The Surveillance, Epidemiology and End Results (SEER) program was established in 1973 as an outgrowth of the National Cancer Act, and has provided high quality information on cancer for the nation for almost 37 years. Some of the many strengths of the SEER program include:
The SEER registries collect data on cancer incidence, treatment and survival. Such information collected at the population level is critical to conduct epidemiologic studies designed to a) determine causes of human cancer, b) identify strategies by which cancer incidence and mortality can be reduced, and c) improve our understanding of basic mechanisms that lead to the occurrence and progression of cancer.
The data collected by SEER are of high quality. Extensive efforts have been made since the SEER program's inception to ensure that data are collected on a very high proportion of all cases that develop cancer in the areas covered by the SEER registries, and that data on all cancer patients are of the highest quality. Throughout the world, meeting the "SEER-standard" is used as a measure of the quality of a cancer registry.
The data from all SEER sites are collected and coded using standardized definitions for reportability, and for site and histology codes as well as extent of disease.
The SEER program currently covers nearly 26% of the U.S. population. Because of this large sample size, and the uniform, high quality data collected, data from all SEER sites can be pooled to provide stable and accurate estimates of cancer incidence and survival rates for the nation.
The SEER program is a long-term program. Data on almost 34 years of cancer incidence and survival are available. This enhances monitoring of temporal trends in incidence and survival rates for the nation. The value of long-term incidence data is enhanced with each passing year, as the ability to perform cohort analyses of time trends becomes greater.
The SEER program provides leadership for cancer registration in the rest of the nation and the world. Innovations in registration techniques that have been developed in SEER registries serve as vanguard efforts for other registries to follow.
The SEER registries are operated, in most instances, in connection with strong epidemiologic research units. To be of value, data that are collected must be analyzed appropriately, and interpreted thoughtfully by knowledgeable individuals. In addition, epidemiologic expertise is needed to plan and conduct ancillary studies that utilize the registry as a casefinding mechanism and source of additional data that are not routinely collected by registry personnel on all cancer patients. The SEER registries have been utilized for many epidemiologic studies, which have contributed substantially to our knowledge about the causes of cancer, cancer care, and the sequelae of cancer treatment. SEER has also provided opportunities for training researchers in the uses of data on cancer incidence, treatment and survival.

> [WHAT YOU NEED TO DO] Reproduce word for word the portion of the passage about the SEER program that runs from "The SEER program currently" to "trends becomes greater.". Draw only on the passage about the SEER program.

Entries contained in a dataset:
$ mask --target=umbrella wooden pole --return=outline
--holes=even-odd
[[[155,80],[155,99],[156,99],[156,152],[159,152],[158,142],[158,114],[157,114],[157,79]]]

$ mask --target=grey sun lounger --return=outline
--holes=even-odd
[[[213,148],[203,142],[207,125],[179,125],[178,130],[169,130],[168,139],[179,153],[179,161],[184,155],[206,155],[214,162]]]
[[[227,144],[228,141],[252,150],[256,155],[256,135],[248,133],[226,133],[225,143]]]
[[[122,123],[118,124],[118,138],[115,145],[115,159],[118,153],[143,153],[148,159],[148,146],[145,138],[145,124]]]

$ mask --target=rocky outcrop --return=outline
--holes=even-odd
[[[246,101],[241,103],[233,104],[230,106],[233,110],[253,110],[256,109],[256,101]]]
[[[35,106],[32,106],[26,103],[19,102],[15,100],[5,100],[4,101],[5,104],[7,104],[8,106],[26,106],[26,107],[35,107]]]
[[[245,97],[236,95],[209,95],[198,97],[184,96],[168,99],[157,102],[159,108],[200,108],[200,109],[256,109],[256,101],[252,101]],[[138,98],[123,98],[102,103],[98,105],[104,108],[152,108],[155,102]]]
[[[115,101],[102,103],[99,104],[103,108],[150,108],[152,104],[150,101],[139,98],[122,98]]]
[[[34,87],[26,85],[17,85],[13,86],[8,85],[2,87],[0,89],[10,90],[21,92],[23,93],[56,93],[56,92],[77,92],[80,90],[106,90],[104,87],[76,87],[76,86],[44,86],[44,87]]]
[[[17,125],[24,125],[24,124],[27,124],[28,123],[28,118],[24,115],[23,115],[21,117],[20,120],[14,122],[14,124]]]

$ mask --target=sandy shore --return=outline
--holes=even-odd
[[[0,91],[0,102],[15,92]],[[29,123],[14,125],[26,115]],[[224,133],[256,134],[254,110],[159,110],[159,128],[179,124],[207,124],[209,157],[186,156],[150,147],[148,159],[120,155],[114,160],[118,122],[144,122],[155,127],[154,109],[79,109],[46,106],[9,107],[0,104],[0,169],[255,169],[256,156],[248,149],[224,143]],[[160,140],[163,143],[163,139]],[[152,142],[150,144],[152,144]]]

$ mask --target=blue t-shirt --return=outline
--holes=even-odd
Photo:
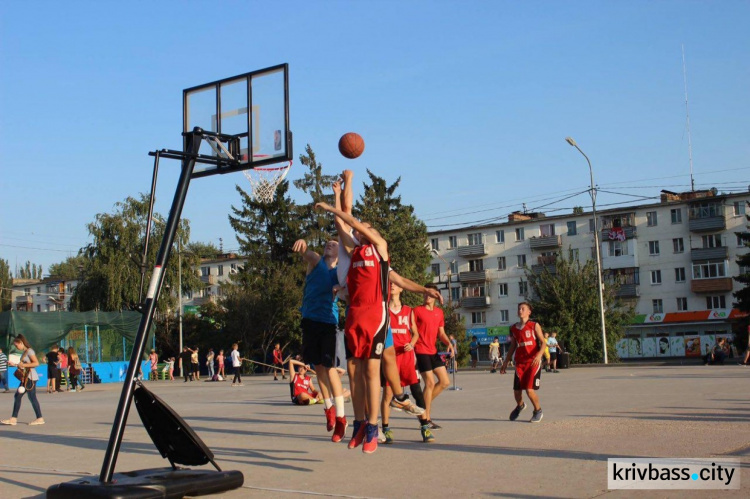
[[[339,283],[336,267],[329,269],[324,258],[305,277],[305,293],[302,296],[303,319],[338,324],[338,298],[333,297],[333,287]]]
[[[552,337],[547,338],[547,346],[549,347],[549,353],[555,353],[555,352],[557,352],[557,345],[558,345],[558,343],[557,343],[556,339],[554,339]]]

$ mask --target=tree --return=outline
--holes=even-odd
[[[139,199],[128,197],[115,204],[114,213],[99,213],[95,221],[88,224],[93,242],[81,250],[83,258],[82,281],[76,287],[71,303],[76,310],[133,310],[140,305],[141,255],[145,241],[148,219],[149,196],[141,194]],[[163,220],[157,213],[156,220]],[[156,260],[159,241],[164,234],[164,223],[151,224],[146,275],[148,284]],[[188,240],[190,222],[183,219],[177,231],[178,237]],[[173,255],[176,249],[173,250]],[[177,258],[170,258],[164,276],[164,288],[159,295],[157,311],[164,313],[174,309],[177,300],[169,289],[177,289]],[[200,277],[195,269],[198,257],[191,254],[182,258],[183,290],[199,289]]]
[[[327,213],[315,210],[315,203],[323,201],[330,205],[334,204],[333,192],[325,192],[324,189],[330,189],[338,175],[323,175],[323,165],[316,160],[310,144],[305,147],[305,154],[300,154],[299,160],[308,171],[301,179],[294,181],[294,186],[309,194],[312,199],[311,203],[300,207],[302,231],[307,235],[308,244],[312,248],[320,249],[328,240],[335,237],[336,227],[333,218]]]
[[[427,226],[414,215],[414,207],[401,203],[396,189],[401,178],[387,185],[385,179],[367,170],[370,183],[354,205],[354,215],[369,222],[388,241],[391,266],[399,275],[424,284],[429,282],[426,269],[430,263],[430,250],[425,247]],[[404,296],[408,305],[421,304],[422,297]]]
[[[8,260],[0,259],[0,311],[13,307],[13,274],[10,273]]]
[[[534,309],[533,318],[545,331],[557,331],[558,340],[570,353],[573,363],[589,364],[602,361],[601,313],[597,268],[594,260],[585,264],[573,258],[558,255],[554,271],[545,266],[540,274],[527,270],[526,277],[533,290],[529,300]],[[607,326],[607,352],[617,359],[617,342],[633,316],[616,300],[617,283],[604,289],[605,322]]]

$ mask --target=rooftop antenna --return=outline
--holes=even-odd
[[[685,115],[688,127],[688,156],[690,158],[690,190],[695,191],[695,179],[693,178],[693,143],[690,140],[690,107],[687,99],[687,70],[685,69],[685,44],[682,44],[682,77],[685,80]]]

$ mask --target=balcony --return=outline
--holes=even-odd
[[[484,256],[486,254],[487,250],[484,249],[484,244],[470,244],[468,246],[458,247],[458,256],[474,257]]]
[[[729,256],[726,246],[718,248],[692,248],[690,258],[694,262],[698,260],[726,260]]]
[[[732,278],[693,279],[690,281],[690,291],[693,293],[726,293],[732,291]]]
[[[463,308],[486,308],[490,306],[489,296],[475,296],[471,298],[461,298]]]
[[[637,284],[620,284],[620,288],[615,293],[617,298],[637,298],[640,296]]]
[[[486,270],[474,270],[474,271],[469,271],[469,272],[459,272],[458,280],[461,282],[486,281],[487,271]]]
[[[529,239],[529,246],[535,249],[553,249],[562,247],[561,236],[539,236]]]
[[[202,275],[201,276],[201,282],[203,284],[209,284],[209,285],[211,285],[211,284],[218,284],[219,279],[218,279],[218,276],[215,276],[215,275],[212,275],[212,274]]]
[[[638,230],[635,227],[623,227],[622,230],[623,232],[625,232],[625,239],[633,239],[635,237],[638,237]],[[609,241],[609,234],[611,232],[612,229],[602,229],[602,241]]]

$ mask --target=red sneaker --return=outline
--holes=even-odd
[[[333,436],[331,437],[331,442],[338,443],[341,442],[344,439],[344,435],[346,435],[346,428],[349,425],[346,423],[346,416],[336,418],[336,427],[333,430]]]
[[[328,409],[324,409],[323,412],[326,415],[326,431],[332,431],[336,426],[336,406],[332,405]]]
[[[372,454],[378,450],[378,425],[367,424],[365,427],[365,442],[362,445],[362,452]]]
[[[359,445],[362,443],[362,440],[365,439],[365,428],[367,424],[365,421],[355,421],[354,422],[354,432],[352,434],[352,439],[349,440],[349,448],[354,449],[355,447],[359,447]]]

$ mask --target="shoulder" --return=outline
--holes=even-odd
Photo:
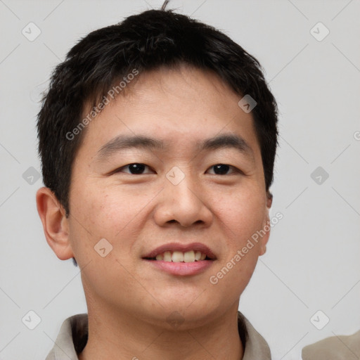
[[[360,330],[351,335],[327,338],[302,349],[302,360],[358,360]]]

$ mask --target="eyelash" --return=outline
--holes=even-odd
[[[128,164],[127,165],[124,165],[123,167],[119,167],[118,169],[117,169],[116,170],[115,170],[114,172],[112,172],[112,174],[115,174],[115,173],[117,173],[117,172],[122,172],[121,170],[125,167],[127,167],[130,165],[144,165],[145,167],[148,167],[149,169],[150,168],[148,165],[146,165],[146,164],[143,164],[141,162],[131,162],[131,164]],[[241,170],[240,170],[239,169],[238,169],[237,167],[233,166],[233,165],[229,165],[228,164],[223,164],[223,163],[218,163],[218,164],[215,164],[214,165],[212,165],[211,166],[210,168],[212,168],[215,166],[217,166],[217,165],[226,165],[226,166],[228,166],[229,167],[229,169],[233,169],[233,172],[231,173],[231,174],[226,174],[225,175],[231,175],[232,174],[236,174],[236,173],[241,173],[241,174],[243,174],[243,172]],[[147,175],[148,174],[131,174],[131,172],[125,172],[125,174],[129,174],[129,175]],[[224,174],[212,174],[212,175],[220,175],[220,176],[224,176]]]

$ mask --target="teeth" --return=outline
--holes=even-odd
[[[193,250],[187,251],[184,254],[184,261],[185,262],[195,262],[195,253]]]
[[[165,251],[164,252],[164,261],[171,262],[172,261],[172,253],[169,251]]]
[[[184,262],[184,253],[180,251],[174,251],[172,253],[172,262]]]
[[[200,260],[205,260],[206,255],[200,251],[187,251],[182,252],[181,251],[165,251],[163,254],[156,255],[158,261],[163,260],[168,262],[194,262]]]

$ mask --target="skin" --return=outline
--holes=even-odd
[[[242,359],[239,300],[269,232],[217,284],[209,278],[269,220],[251,112],[216,75],[185,65],[141,74],[124,94],[86,129],[72,170],[70,217],[49,188],[37,193],[49,245],[82,269],[89,335],[79,359]],[[241,136],[252,155],[194,148],[221,134]],[[98,150],[120,134],[158,138],[168,148],[128,149],[96,161]],[[135,162],[149,167],[132,174],[125,166]],[[243,173],[216,174],[217,164]],[[166,177],[174,166],[185,175],[177,185]],[[112,245],[105,257],[94,248],[102,238]],[[176,276],[141,259],[170,242],[202,243],[217,259],[200,274]],[[167,321],[174,311],[182,321],[176,327]]]

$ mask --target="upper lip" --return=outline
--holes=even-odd
[[[212,251],[206,245],[202,244],[201,243],[191,243],[189,244],[183,244],[179,243],[169,243],[164,244],[156,248],[153,250],[150,251],[143,258],[153,258],[156,255],[163,254],[165,251],[181,251],[181,252],[186,252],[187,251],[200,251],[212,259],[215,259],[216,257]]]

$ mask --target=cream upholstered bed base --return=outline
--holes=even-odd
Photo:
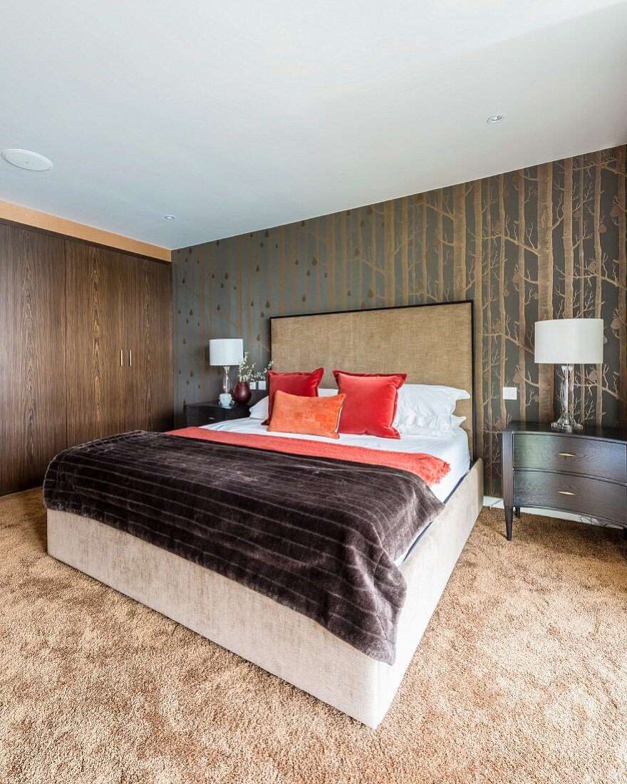
[[[256,591],[87,517],[49,510],[48,552],[376,728],[482,503],[483,464],[478,460],[400,567],[408,593],[398,626],[397,660],[391,666]]]

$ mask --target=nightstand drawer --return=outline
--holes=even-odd
[[[514,469],[565,471],[627,482],[627,446],[578,436],[515,433]]]
[[[627,524],[627,488],[599,479],[516,470],[514,499],[520,506],[562,509]]]

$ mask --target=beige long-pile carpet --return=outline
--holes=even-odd
[[[45,554],[0,499],[0,782],[627,782],[621,534],[484,510],[375,731]]]

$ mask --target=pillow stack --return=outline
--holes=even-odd
[[[405,373],[342,370],[333,371],[338,390],[320,389],[324,375],[324,368],[310,372],[270,371],[270,394],[251,408],[251,417],[264,420],[270,432],[335,439],[341,433],[380,438],[446,436],[465,421],[454,413],[458,401],[470,397],[465,390],[406,384]]]

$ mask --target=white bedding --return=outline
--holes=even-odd
[[[279,436],[283,438],[307,438],[310,441],[325,441],[321,436],[304,436],[295,433],[268,433],[267,427],[259,419],[231,419],[219,422],[215,425],[205,425],[208,430],[228,430],[231,433],[250,433],[266,435],[269,438]],[[468,449],[468,436],[461,427],[451,434],[440,436],[403,436],[402,438],[379,438],[376,436],[353,436],[340,433],[339,439],[333,441],[344,446],[362,446],[368,449],[384,449],[387,452],[425,452],[439,457],[451,466],[451,470],[431,489],[440,501],[446,501],[457,487],[460,479],[468,474],[470,467],[470,453]]]

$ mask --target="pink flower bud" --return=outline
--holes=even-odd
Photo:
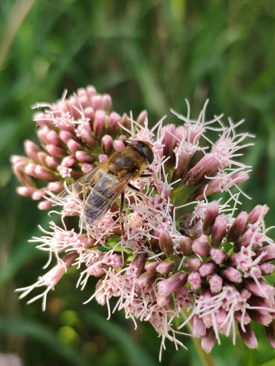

> [PROBLEM SOLUTION]
The SEER program currently covers nearly 26% of the U.S. population. Because of this large sample size, and the uniform, high quality data collected, data from all SEER sites can be pooled to provide stable and accurate estimates of cancer incidence and survival rates for the nation.
The SEER program is a long-term program. Data on almost 34 years of cancer incidence and survival are available. This enhances monitoring of temporal trends in incidence and survival rates for the nation. The value of long-term incidence data is enhanced with each passing year, as the ability to perform cohort analyses of time trends becomes greater.